- EXERCISE DIRECTIONS
With nothing added or dropped, output every record below exactly.
(SOURCE DATA Opens)
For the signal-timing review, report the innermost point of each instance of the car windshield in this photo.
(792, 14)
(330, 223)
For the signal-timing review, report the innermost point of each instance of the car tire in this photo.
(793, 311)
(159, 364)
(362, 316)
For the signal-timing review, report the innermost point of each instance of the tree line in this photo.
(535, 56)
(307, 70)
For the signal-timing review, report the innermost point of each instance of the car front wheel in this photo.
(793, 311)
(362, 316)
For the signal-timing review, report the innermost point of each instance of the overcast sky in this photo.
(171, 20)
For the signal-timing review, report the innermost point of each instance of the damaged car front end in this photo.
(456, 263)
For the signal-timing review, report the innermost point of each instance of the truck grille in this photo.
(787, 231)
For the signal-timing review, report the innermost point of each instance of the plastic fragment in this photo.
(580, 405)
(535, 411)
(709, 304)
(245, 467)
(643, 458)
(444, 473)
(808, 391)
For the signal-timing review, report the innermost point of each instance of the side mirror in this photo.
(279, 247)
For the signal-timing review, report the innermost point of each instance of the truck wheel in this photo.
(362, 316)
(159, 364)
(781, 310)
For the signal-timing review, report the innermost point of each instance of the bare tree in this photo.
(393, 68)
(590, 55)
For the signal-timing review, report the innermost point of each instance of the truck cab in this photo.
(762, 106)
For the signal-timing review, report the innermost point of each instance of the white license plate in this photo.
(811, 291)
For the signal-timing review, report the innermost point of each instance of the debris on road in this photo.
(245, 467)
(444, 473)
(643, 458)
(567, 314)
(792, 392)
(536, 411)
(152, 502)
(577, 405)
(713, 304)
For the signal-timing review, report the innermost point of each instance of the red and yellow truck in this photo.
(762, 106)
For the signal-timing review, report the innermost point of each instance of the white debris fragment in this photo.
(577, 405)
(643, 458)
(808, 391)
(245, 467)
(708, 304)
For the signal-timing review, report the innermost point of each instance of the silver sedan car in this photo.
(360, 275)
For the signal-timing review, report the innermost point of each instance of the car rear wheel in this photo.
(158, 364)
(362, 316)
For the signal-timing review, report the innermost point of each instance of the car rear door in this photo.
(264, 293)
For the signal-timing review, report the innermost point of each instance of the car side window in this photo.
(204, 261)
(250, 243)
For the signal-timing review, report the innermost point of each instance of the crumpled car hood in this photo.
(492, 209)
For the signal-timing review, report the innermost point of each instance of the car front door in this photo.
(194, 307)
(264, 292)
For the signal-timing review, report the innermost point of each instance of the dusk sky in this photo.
(SOURCE DATA Closes)
- REPLY
For the signal-timing review, report the innermost point of each instance of the car windshield in this photo.
(792, 14)
(330, 223)
For the signal-timing review, report the innermost point of each instance of the car tire in this photo.
(793, 311)
(159, 364)
(362, 316)
For the signal-timing review, report the innermost point of each instance of the tree line in this photo.
(535, 56)
(307, 70)
For the signal-timing review, report the innermost point of each instance of the car front wheel in this photo.
(793, 311)
(362, 316)
For the signal-timing review, report the innermost point of each instance of the overcast sky in this photo.
(171, 20)
For the signal-timing review, report the innermost point of each instance of the damaged car front end in this photo.
(456, 263)
For the signal-timing review, report the innermost point of each instance of the truck grille in this photo.
(787, 231)
For the signal-timing review, report the innermost point of each instance of the plastic fragment in this photo.
(580, 405)
(535, 411)
(709, 304)
(245, 467)
(643, 458)
(444, 473)
(808, 391)
For the signal-timing review, report the innermost point of each instance of the side mirror in this photo.
(279, 247)
For the signal-timing review, report the innermost point of each instance of the truck wheel in this photo.
(362, 316)
(159, 364)
(781, 310)
For the signal-timing review, report the innermost point of each instance of the bare tree in this photo.
(393, 68)
(590, 55)
For the signal-timing review, report the innermost point of each instance of the truck cab in this photo.
(762, 106)
For the signal-timing review, report the innermost point of each instance of the white license plate in this photo.
(811, 291)
For the signal-timing review, report the innermost point of each instance of the debris on road in this photo.
(245, 467)
(444, 473)
(643, 458)
(567, 314)
(792, 392)
(536, 411)
(152, 502)
(577, 405)
(713, 304)
For the signal-timing review, report the innermost point of each instance of the red and yellow truck in this photo.
(762, 106)
For the signal-timing review, report the innermost point of each instance of the white debris fragment in this photo.
(577, 405)
(643, 458)
(808, 391)
(245, 467)
(708, 304)
For the signal-timing review, report the innermost point of each instance of the silver sedan car in this photo.
(360, 275)
For the signal-timing review, report the innermost point of each instance of the car rear wheel in this photo.
(158, 364)
(362, 316)
For the signal-timing review, report the innermost point of each instance of the car rear door in this photo.
(264, 293)
For the signal-timing review, report the innermost point of each instance of the car side window in this photo.
(204, 261)
(250, 243)
For the signal-timing review, report the innermost point of each instance of the crumpled car hood in this photo.
(492, 209)
For the signal-timing review, report the innermost point of each instance of the car front door in this photo.
(194, 307)
(264, 292)
For the signal-timing review, report the innermost point of each instance of the dusk sky in this photo.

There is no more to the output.